— Aim —
Copy the lines below verbatim, but only from the line containing "Phrase -- round footprint in snow" through the end of the data.

— Dataset excerpts —
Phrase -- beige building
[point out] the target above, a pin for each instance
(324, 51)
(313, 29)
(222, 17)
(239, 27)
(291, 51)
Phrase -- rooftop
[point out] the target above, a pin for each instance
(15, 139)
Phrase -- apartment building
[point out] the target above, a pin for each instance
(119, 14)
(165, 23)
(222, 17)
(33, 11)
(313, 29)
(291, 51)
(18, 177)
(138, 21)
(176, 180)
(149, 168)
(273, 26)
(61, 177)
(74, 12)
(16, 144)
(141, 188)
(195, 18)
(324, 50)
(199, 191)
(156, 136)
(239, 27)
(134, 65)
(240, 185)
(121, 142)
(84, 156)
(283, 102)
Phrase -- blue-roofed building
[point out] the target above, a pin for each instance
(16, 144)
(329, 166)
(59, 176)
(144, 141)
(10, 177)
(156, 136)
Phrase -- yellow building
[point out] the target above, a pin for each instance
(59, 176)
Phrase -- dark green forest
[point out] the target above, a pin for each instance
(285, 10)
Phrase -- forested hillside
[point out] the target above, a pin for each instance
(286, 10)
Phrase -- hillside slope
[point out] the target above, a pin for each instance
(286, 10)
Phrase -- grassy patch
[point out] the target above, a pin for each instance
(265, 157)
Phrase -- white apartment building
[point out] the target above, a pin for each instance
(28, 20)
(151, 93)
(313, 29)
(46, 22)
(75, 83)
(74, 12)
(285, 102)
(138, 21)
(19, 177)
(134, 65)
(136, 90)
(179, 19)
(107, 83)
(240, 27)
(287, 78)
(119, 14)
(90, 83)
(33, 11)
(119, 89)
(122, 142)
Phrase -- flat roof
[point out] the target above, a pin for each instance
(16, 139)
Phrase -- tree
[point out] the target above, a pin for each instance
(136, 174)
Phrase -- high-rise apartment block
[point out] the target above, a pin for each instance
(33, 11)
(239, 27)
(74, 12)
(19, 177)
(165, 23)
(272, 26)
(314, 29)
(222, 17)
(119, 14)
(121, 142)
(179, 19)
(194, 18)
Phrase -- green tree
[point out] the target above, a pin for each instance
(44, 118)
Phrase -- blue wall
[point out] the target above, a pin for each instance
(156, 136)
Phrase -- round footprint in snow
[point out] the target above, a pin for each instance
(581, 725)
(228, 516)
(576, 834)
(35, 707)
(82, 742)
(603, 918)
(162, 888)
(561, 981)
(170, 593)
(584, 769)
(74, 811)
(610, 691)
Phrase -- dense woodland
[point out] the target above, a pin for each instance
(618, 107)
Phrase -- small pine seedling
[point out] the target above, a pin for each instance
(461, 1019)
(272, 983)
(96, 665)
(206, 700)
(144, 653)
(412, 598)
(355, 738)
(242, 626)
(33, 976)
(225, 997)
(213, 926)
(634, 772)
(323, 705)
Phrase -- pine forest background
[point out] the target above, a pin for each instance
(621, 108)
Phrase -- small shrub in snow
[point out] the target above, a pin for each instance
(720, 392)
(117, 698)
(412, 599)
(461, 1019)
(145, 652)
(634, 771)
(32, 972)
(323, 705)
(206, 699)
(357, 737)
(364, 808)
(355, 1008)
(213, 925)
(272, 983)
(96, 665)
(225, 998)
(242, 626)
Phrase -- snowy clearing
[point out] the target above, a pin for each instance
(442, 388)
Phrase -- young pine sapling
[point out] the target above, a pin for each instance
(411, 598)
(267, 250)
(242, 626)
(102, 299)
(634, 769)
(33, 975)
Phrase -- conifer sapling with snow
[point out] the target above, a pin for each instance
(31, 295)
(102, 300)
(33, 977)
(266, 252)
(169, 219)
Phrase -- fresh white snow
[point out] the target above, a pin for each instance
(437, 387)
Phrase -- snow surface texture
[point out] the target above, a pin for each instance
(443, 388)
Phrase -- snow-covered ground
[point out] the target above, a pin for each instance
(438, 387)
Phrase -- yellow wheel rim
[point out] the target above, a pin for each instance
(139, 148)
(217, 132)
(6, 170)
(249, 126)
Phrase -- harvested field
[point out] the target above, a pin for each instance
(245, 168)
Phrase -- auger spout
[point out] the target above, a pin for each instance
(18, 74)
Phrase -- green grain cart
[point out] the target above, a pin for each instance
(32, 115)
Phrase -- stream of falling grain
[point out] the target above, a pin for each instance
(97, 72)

— Result of the exercise —
Phrase -- round footprint in snow
[point out] the target above, a pin for each instance
(581, 725)
(228, 516)
(576, 834)
(35, 707)
(82, 742)
(603, 918)
(162, 888)
(561, 981)
(170, 593)
(584, 769)
(74, 811)
(610, 691)
Phrase -- dense woodland
[point out] the target above, a pin for each instance
(618, 107)
Phrase -- small pine seedling
[point out] the target above, a pin for each instance
(461, 1019)
(272, 983)
(96, 665)
(206, 700)
(144, 653)
(412, 598)
(355, 738)
(242, 626)
(33, 976)
(225, 997)
(213, 926)
(634, 772)
(323, 705)
Phrase -- pine forest background
[point out] the target above, a pin for each instance
(621, 108)
Phrase -- small shrub in snow
[point out] the target above, a pin for each instance
(720, 392)
(117, 698)
(412, 599)
(461, 1019)
(145, 652)
(634, 771)
(32, 972)
(323, 705)
(206, 699)
(357, 737)
(364, 808)
(355, 1008)
(213, 925)
(272, 983)
(96, 665)
(225, 998)
(242, 626)
Phrase -- snowy clearing
[point out] the target above, a pin for each instance
(442, 388)
Phrase -- young pine sapling
[point out] the target above, a pin for each instance
(411, 598)
(267, 250)
(242, 626)
(102, 299)
(634, 769)
(33, 975)
Phrase -- conifer sapling with snow
[point out] the target above, a pin for each instance
(31, 295)
(102, 300)
(33, 977)
(266, 252)
(169, 219)
Phrase -- fresh white snow
[point out] the target above, a pin for each instance
(437, 387)
Phrase -- snow surface texture
[point out] the target above, a pin for each instance
(443, 388)
Phrase -- snow-covered ground
[point out] the target above, a pin for each instance
(438, 387)
Phrase -- yellow wheel rim
[point out] the target above, a pin for each instance
(139, 148)
(217, 132)
(6, 170)
(249, 126)
Phrase -- harvested field
[point out] the target above, a pin for each instance
(245, 168)
Phrase -- auger spout
[point out] the target above, a pin for each instance
(18, 74)
Phrase -- green grain cart
[point out] the target above, a pin for each instance
(32, 115)
Phrase -- stream of falling grain
[point out] the target above, a pin for each instance
(97, 72)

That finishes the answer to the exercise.